Challenge a = Count how many lines of the records contain the string "cuff", and give only that number.

Extracted text =
::::::
A DEFENDANT SUBJECT TO ELECTRONIC LOCATION MONITORING UNDER THIS
SUBDIVISION SHALL BE CONSIDERED HELD OR CONFINED IN CUSTODY FOR PURPOSES
OF SECTION 180.80 OF THIS CHAPTER AND SHALL BE CONSIDERED COMMITTED TO
THE CUSTODY OF THE SHERIFF FOR PURPOSES OF SECTION 170.70 OF THE CHAP-
TER, AS APPLICABLE.
5. IF A PRINCIPAL IS RELEASED UNDER NON-MONETARY CONDITIONS, THE COURT
SHALL, ON THE RECORD AND IN AN INDIVIDUALIZED WRITTEN DOCUMENT PROVIDED
TO THE PRINCIPAL, NOTIFY THE PRINCIPAL, IN PLAIN LANGUAGE AND A MANNER
SUFFICIENTLY CLEAR AND SPECIFIC:
(A) OF ANY CONDITIONS TO WHICH THE PRINCIPAL IS SUBJECT, TO SERVE AS A
GUIDE FOR THE PRINCIPAL'S CONDUCT; AND
(B) THAT THE POSSIBLE CONSEQUENCES FOR VIOLATION OF SUCH A CONDITION
MAY INCLUDE REVOCATION OF THE SECURING ORDER AND THE ORDERING OF A MORE
RESTRICTIVE SECURING ORDER.
§ 7. The criminal procedure law is amended by adding a new section
510.43 to read as follows:
§ 510.43 COURT APPEARANCES: ADDITIONAL NOTIFICATIONS.
::::::
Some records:
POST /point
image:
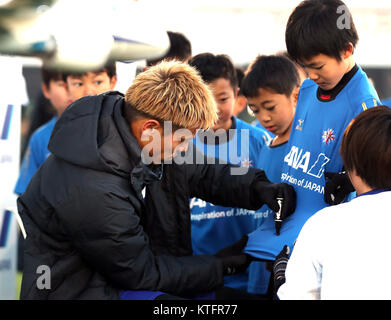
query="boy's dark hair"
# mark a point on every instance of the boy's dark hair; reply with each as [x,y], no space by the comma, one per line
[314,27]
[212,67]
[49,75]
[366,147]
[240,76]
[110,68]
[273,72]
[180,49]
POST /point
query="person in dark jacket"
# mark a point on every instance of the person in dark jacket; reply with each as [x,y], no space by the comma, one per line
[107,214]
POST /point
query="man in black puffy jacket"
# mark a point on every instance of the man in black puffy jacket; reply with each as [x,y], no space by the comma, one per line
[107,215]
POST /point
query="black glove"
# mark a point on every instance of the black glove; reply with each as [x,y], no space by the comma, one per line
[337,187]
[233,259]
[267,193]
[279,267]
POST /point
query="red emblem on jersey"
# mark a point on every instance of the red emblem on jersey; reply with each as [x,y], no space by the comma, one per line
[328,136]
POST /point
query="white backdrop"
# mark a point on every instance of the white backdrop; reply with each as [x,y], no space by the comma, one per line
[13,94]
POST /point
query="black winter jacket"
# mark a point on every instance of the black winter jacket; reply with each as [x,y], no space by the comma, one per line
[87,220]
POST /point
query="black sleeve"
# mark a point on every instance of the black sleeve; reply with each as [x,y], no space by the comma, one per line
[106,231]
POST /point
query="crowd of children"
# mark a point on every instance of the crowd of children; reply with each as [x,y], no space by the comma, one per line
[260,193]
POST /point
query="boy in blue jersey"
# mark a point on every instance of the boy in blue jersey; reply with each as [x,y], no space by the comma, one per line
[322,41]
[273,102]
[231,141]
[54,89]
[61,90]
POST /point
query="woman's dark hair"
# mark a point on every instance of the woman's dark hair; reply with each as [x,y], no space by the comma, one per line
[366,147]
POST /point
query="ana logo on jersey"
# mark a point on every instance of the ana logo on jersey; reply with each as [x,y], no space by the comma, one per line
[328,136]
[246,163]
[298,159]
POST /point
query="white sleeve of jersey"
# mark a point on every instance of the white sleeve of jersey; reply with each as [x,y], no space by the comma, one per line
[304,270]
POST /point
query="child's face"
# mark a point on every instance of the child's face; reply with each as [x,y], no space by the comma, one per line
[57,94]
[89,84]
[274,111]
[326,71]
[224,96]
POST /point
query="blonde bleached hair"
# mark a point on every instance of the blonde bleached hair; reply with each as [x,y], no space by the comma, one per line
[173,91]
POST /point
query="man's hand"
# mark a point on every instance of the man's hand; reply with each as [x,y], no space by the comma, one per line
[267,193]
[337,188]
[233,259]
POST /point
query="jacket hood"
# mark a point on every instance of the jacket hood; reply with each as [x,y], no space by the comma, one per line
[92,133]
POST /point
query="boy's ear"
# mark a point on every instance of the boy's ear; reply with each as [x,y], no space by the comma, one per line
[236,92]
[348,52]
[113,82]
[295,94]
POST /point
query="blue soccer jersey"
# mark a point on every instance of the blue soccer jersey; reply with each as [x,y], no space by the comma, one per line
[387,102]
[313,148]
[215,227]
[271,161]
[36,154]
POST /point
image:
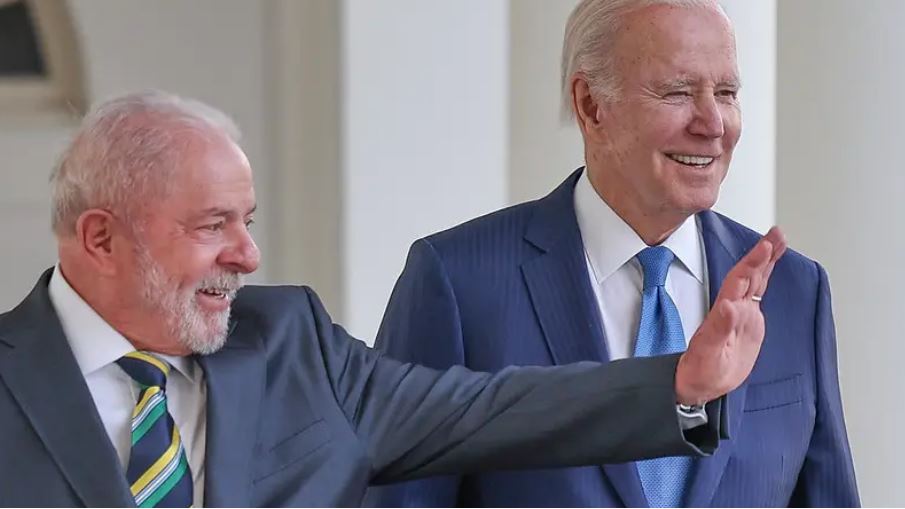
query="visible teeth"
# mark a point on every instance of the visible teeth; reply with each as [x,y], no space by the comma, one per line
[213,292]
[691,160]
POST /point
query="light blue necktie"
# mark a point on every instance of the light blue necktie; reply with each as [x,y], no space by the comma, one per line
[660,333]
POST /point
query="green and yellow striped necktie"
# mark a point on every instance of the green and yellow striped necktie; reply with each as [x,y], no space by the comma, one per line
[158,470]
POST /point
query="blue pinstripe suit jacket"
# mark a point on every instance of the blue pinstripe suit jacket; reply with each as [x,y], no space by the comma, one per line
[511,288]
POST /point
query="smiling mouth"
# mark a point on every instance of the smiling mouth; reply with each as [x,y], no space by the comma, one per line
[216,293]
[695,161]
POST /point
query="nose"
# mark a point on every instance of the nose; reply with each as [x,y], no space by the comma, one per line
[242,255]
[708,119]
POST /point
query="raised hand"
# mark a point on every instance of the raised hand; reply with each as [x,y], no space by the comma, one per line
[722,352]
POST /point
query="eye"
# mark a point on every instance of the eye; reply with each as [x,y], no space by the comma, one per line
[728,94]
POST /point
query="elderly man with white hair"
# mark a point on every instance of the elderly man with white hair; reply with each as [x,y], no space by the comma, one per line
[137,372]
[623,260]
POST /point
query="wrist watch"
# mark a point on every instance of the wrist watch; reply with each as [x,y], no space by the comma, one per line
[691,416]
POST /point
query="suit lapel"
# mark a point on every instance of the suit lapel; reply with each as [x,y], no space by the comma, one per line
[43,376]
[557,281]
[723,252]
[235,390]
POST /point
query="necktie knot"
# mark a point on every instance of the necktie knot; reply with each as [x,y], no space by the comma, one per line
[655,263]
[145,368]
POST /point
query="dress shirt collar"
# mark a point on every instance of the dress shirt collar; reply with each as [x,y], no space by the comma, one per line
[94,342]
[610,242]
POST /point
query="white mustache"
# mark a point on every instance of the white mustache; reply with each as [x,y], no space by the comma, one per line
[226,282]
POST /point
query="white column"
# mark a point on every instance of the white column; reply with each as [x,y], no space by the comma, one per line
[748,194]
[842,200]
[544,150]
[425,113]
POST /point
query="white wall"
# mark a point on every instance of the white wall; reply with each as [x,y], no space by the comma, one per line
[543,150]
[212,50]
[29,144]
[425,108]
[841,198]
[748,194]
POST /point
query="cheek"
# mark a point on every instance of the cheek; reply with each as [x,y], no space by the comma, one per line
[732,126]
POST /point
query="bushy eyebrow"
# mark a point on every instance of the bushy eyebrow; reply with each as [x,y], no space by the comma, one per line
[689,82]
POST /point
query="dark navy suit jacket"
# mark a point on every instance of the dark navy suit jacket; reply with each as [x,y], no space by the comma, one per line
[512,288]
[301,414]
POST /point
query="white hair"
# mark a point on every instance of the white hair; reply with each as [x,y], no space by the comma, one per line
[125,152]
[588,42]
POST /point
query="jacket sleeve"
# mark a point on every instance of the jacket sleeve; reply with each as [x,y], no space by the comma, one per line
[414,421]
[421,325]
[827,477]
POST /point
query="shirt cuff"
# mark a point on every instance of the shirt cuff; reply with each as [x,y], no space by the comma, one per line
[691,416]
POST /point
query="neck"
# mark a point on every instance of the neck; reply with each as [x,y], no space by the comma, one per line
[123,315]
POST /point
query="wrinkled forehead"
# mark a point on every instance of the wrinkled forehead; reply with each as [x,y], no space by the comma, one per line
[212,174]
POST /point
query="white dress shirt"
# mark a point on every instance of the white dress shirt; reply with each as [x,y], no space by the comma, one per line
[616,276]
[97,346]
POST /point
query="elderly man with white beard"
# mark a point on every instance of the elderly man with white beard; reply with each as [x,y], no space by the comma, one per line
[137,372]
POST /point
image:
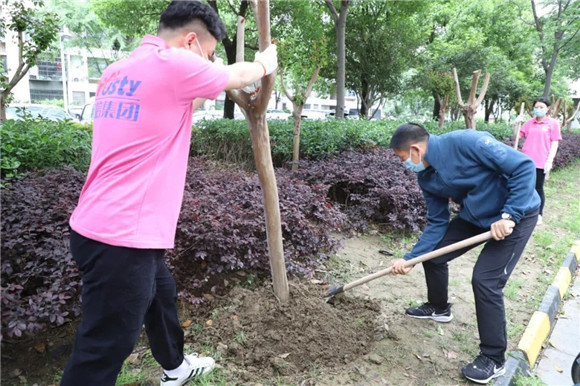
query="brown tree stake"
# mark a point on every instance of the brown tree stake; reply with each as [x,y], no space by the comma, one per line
::::::
Challenge b = Continue the criminal procedure law excerpt from where it stops.

Task result a = 2

Task result b =
THE COURT OR, UPON DIRECTION OF THE COURT, A CERTIFIED PRETRIAL
SERVICES AGENCY, SHALL NOTIFY ALL PRINCIPALS RELEASED UNDER NON-MONETARY
CONDITIONS AND ON RECOGNIZANCE OF ALL COURT APPEARANCES IN ADVANCE BY
TEXT MESSAGE, TELEPHONE CALL, ELECTRONIC MAIL OR FIRST CLASS MAIL. THE
CHIEF ADMINISTRATOR OF THE COURTS SHALL, PURSUANT TO SUBDIVISION ONE OF
SECTION 10.40 OF THIS CHAPTER, DEVELOP A FORM WHICH SHALL BE OFFERED TO
THE PRINCIPAL AT COURT APPEARANCES. ON SUCH FORM, WHICH UPON COMPLETION
SHALL BE RETAINED IN THE COURT FILE, THE PRINCIPAL MAY SELECT ONE SUCH
PREFERRED MANNER OF NOTICE.
§ 8. The criminal procedure law is amended by adding a new section
510.45 to read as follows:
§ 510.45 PRETRIAL SERVICES AGENCIES.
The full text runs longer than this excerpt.